Records of labeled points:
■ ■ ■ ■ ■ ■ ■

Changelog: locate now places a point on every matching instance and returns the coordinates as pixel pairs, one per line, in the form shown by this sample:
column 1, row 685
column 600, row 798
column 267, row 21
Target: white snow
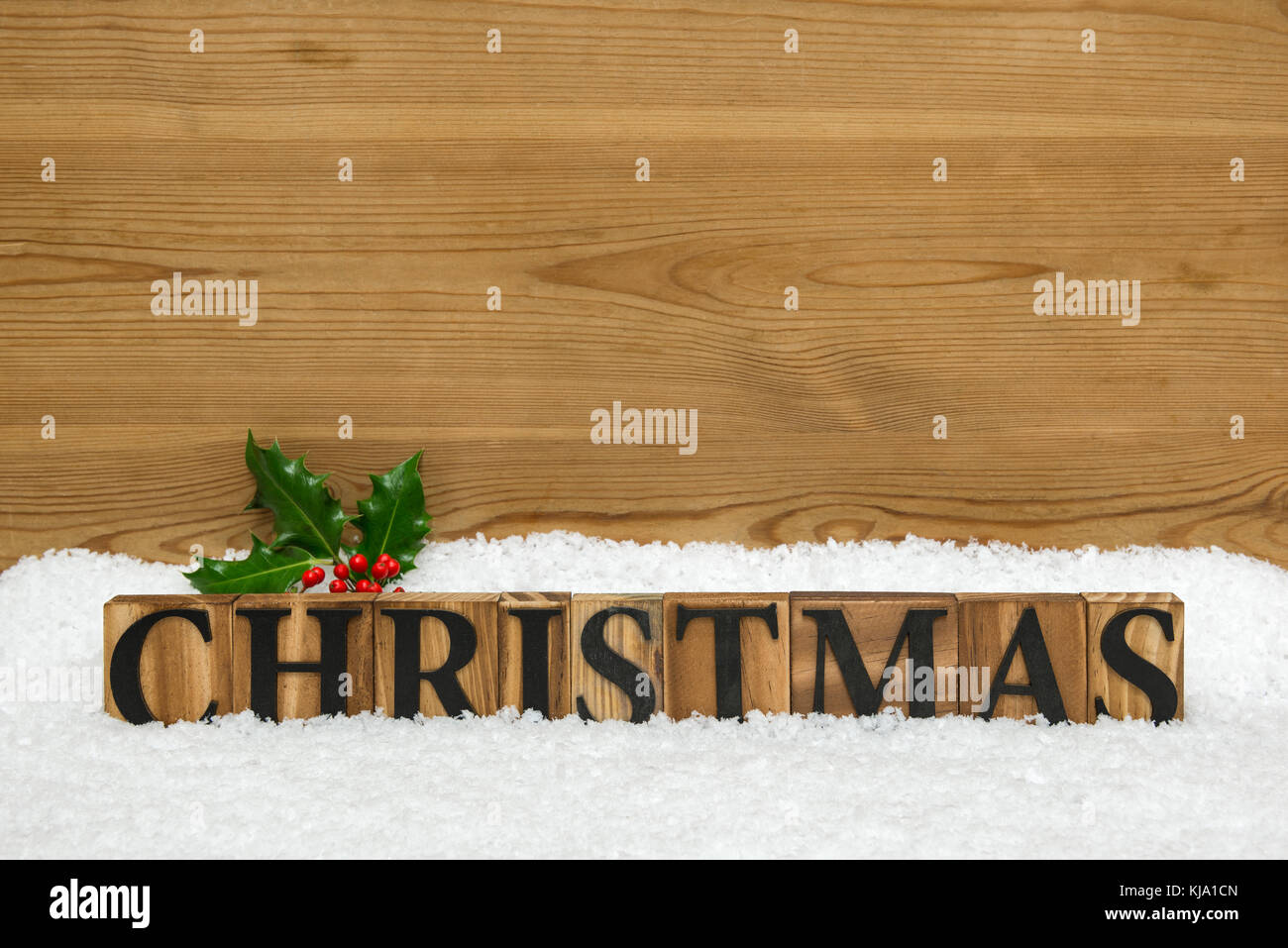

■ ■ ■ ■ ■ ■ ■

■ TO DO:
How many lines of the data above contain the string "column"? Case counts. Reply with only the number.

■ COMPLETE RESPONSE:
3